━━ INFORMATION SHOWN ━━
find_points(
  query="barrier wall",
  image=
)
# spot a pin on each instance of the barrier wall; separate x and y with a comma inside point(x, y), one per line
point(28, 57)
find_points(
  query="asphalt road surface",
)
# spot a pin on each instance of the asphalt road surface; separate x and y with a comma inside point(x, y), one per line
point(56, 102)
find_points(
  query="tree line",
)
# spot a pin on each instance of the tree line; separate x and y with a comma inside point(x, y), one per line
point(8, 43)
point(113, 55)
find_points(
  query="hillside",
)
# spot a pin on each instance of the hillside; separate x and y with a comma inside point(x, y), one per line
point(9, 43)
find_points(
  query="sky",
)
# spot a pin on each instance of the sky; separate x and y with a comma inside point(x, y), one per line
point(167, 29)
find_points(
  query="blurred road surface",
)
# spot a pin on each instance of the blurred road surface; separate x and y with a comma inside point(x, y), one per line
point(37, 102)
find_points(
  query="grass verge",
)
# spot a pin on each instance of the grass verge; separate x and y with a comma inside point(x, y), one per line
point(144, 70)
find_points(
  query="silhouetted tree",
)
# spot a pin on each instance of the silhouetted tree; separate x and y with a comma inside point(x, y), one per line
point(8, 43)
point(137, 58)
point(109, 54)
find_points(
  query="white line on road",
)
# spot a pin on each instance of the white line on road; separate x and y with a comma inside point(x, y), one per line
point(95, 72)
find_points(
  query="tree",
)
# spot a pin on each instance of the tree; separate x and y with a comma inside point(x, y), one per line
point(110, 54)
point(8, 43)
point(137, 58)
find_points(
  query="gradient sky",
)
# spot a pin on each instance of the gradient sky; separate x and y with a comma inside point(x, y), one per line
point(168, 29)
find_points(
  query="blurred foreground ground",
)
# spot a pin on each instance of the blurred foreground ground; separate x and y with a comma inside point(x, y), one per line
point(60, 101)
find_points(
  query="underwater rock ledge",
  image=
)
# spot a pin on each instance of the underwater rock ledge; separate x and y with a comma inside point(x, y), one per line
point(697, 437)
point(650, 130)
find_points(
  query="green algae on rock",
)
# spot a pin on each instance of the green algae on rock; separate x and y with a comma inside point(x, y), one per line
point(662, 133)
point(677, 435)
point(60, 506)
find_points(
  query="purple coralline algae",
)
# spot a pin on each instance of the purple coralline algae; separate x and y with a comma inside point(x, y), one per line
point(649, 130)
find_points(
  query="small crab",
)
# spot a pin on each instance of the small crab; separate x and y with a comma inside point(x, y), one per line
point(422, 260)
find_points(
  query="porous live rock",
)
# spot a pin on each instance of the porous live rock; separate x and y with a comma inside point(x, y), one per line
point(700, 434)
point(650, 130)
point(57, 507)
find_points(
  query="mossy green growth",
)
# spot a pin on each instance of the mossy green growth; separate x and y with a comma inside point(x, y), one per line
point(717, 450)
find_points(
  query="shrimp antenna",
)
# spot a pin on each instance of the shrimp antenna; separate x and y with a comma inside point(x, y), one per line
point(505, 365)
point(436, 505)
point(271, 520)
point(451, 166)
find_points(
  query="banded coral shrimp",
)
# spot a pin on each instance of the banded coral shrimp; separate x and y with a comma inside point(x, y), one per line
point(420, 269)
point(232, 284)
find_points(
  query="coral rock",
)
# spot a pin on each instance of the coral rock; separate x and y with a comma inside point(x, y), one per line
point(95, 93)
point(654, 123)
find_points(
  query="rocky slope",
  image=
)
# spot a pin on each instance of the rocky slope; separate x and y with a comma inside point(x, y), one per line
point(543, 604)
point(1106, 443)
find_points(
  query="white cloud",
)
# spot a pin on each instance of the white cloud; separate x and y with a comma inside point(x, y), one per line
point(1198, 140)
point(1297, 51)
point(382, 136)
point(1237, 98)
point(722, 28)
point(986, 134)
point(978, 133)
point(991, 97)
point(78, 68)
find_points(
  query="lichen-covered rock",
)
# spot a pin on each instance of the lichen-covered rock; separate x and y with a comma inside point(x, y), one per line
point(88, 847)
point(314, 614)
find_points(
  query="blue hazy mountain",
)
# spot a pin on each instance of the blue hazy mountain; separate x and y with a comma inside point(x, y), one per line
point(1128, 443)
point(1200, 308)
━━━
Your task is to repeat each line of the material exactly.

RESULT FOR THIS EXERCISE =>
find_points(
  query="barrier wall",
  image=
)
# spot a pin on each instance of the barrier wall; separate x and y with a comma inside point(x, y), one per line
point(28, 57)
find_points(
  query="asphalt road surface",
)
# spot a pin on each instance of the asphalt road surface; separate x and y with a comma inside point(x, y), one per line
point(56, 102)
find_points(
  query="tree line",
)
# spot a pin on each instance of the tree line; separate x and y with a comma inside point(x, y), one per line
point(8, 43)
point(113, 55)
find_points(
  query="hillside",
)
# spot a pin on each instance of the hillside; separate x and y with a comma inside point(x, y), one per line
point(9, 43)
find_points(
  query="sky",
)
# spot a pin on each instance of the sky; separate x and y with a comma inside point(x, y), one per line
point(167, 29)
find_points(
  query="blurred road surface",
)
# spot a pin on each instance of the blurred road surface; separate x and y with a comma inside point(x, y), one per line
point(37, 102)
find_points(
  query="grass verge",
)
# spot a pin on each instance of the grass verge; separate x and y with a comma inside point(x, y), one per line
point(144, 70)
find_points(
  query="silhouetted tree",
)
# spot a pin on each instance of the silhouetted tree; separate x and y with a comma inside point(x, y), one per line
point(8, 43)
point(137, 58)
point(109, 54)
find_points(
  query="white line on road",
)
# spot a pin on each instance of the white line on road; separate x and y with a comma inside point(x, y), one per line
point(95, 72)
find_points(
  query="tree",
)
# spot a pin on each instance of the tree; separate x and y with a comma inside point(x, y), one per line
point(110, 54)
point(8, 43)
point(137, 58)
find_points(
  query="gradient sky",
)
# spot a pin on each instance of the gradient sky; separate x and y with a comma inside point(x, y), one per line
point(168, 29)
find_points(
  query="blurred foreground ground",
)
# spot a pin on each instance of the blurred foreground ground; separate x and y with a comma inside point(x, y), one per line
point(60, 101)
find_points(
  query="underwater rock ledge",
  image=
)
# spot a pin on each instance of the underwater rock ledge; separate x and y with a comma inside point(x, y), one per line
point(697, 437)
point(650, 130)
find_points(
  query="green algae on rock",
)
# spot a pin on each instance of the green algae on rock; separate x and y with a comma inside point(x, y), one per line
point(662, 133)
point(677, 435)
point(60, 506)
find_points(
  query="purple coralline algae",
)
# spot a pin on each instance of the purple coralline algae; separate x and y with a comma inside point(x, y), one per line
point(649, 130)
find_points(
  query="small crab",
)
# spot a pin on each instance of the small crab; separate x and y with a comma inside point(x, y), one per line
point(422, 260)
find_points(
  query="porous live rock",
)
# spot a pin on each instance of the porous live rock; separate x and y with a comma inside point(x, y), one per line
point(700, 434)
point(650, 130)
point(57, 507)
find_points(
  query="mossy green growth",
)
# spot a pin on each instance of the mossy green growth; separate x and y with a comma inside point(x, y), one per line
point(717, 450)
find_points(
  query="shrimp antenna",
)
# spot a pin on each instance of the shrimp antenna; separate x and y with a comma inside point(x, y), one per line
point(505, 365)
point(436, 505)
point(271, 520)
point(451, 166)
find_points(
  query="banded coral shrimp",
)
# spot a pin on each instance of the banded coral shrimp; separate x and y with a comma inside point(x, y), one per line
point(420, 269)
point(232, 284)
find_points(
  query="coral rock",
)
# spot a pin on each instance of the coral rock; separate x and y with a comma inside point(x, y), one per line
point(95, 93)
point(654, 123)
find_points(
  query="rocky slope",
  image=
)
# spot a pin on each instance of the rocky slope; separate x and y with a comma inside point(x, y), one per line
point(543, 604)
point(1106, 443)
find_points(
  query="white cloud",
)
# spot a pin on each instance of the white cloud; separate x and y with a comma inside point(x, y), one per line
point(1198, 140)
point(1297, 51)
point(382, 136)
point(1237, 98)
point(722, 28)
point(986, 134)
point(978, 133)
point(991, 97)
point(78, 68)
find_points(
  query="lichen-covered rock",
)
# spot a pin on each instance of the lichen-covered rock; separate x and y with a comma inside point(x, y), one per line
point(88, 847)
point(314, 614)
find_points(
  query="blue hazy mountain",
)
# spot a pin on each instance of the blue hazy mountain; separate x and y with a comma inside point(x, y), one per line
point(1128, 443)
point(1200, 308)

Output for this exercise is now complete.